Zaki était propriétaire et présentatrice de nouvelles de Radio Paix, qui diffusait de la musique, des histoires pour enfants, de l’information sur les droits des femmes et des nouvelles favorables à l’occupation à Kaboul et dans plusieurs provinces voisines. Elle a été tuée dans la province de Parwan, près de l’immense base américaine de Bagram, par des assassins qui sont entrés par infraction chez elle au milieu de la nuit.

Le gouverneur provincial a mis le meurtre sur le compte d’un membre de Hezb-e-Islami, une organisation distincte des talibans qui lutte contre l’occupation américaine et contre le gouvernement afghan.

Toutefois, Rahimullah Samader, qui dirige l’Association des journalistes indépendants d’Afghanistan, a suggéré à Reporters sans frontières que Zaki pourrait avoir été tuée par un seigneur de guerre régional qu’elle avait critiqué. Il n’a pas nommé cette personne.

- _Données recueillies_
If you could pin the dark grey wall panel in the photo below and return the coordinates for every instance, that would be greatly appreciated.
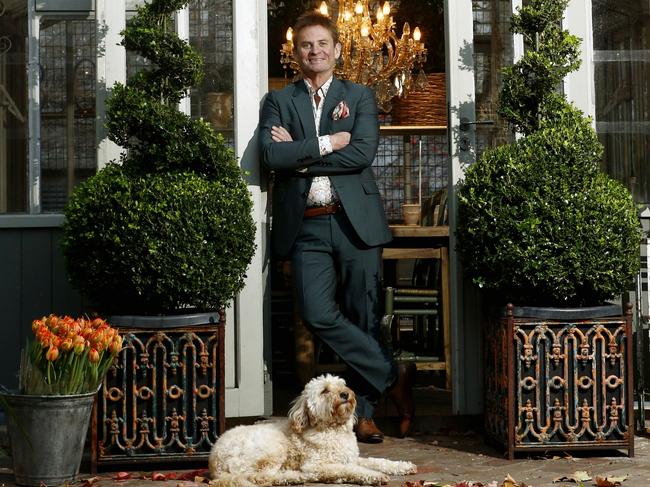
(10, 304)
(33, 283)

- _Problèmes à résoudre_
**A)** Traduisez en anglais cette phrase de l'extrait sur le meurtre de Zaki : « Le gouverneur provincial a mis le meurtre sur le compte d’un membre de Hezb-e-Islami, une organisation distincte des talibans qui lutte contre l’occupation américaine et contre le gouvernement afghan. »
**B)** Poursuivez l'extrait sur l'assassinat de Zaki à la suite de sa dernière phrase.

- _Réponses ci-dessous_
**A)** The provincial governor blamed the murder on a member of Hezb-e-Islami, an organization separate from the Taliban that is fighting against the American occupation and against the Afghan government.

**B)**
« Elle [Zaki] a été menacée à cause de certaines de ses émissions, a-t-il dit. Et ceux qui l’ont menacée ont dit que certains reportages étaient critiques d’une des personnalités de la région. Ils ont dit que les émissions étaient un complot contre cette personne. Les commandants régionaux sont influents dans la province et ils lui ont fait des problèmes à plusieurs reprises dans le passé. »

La province de Parwan a déjà été décrite par le président afghan Hamid Karzaï comme la « plus sûre » du pays parce que le niveau d’activité des talibans y est très bas. La sécurité qui y règne, toutefois, vient surtout du fait que c’est une des régions le plus sous la poigne de l’armée américaine et des différents seigneurs de guerre qui se sont rangés derrière les Etats-Unis lors de l’invasion de 2001-02.

Jamiat-e-Islami, qui était la principale faction de l’Alliance du Nord, soutenue par les Etats-Unis, et qui contrôle maintenant Kaboul et la région, a une influence considérable dans la province. Le principal dirigeant de l’organisation, Burhanuddin Rabbani, a été le président de l’Afghanistan de 1992 à 1996. Le chef de guerre ouzbek Abdoul Rashid Dostum, qui contrôle de grandes bandes de territoire au nord-ouest de l’Afghanistan, maintient aussi une présence à Parwan, situé près de la capitale Kaboul.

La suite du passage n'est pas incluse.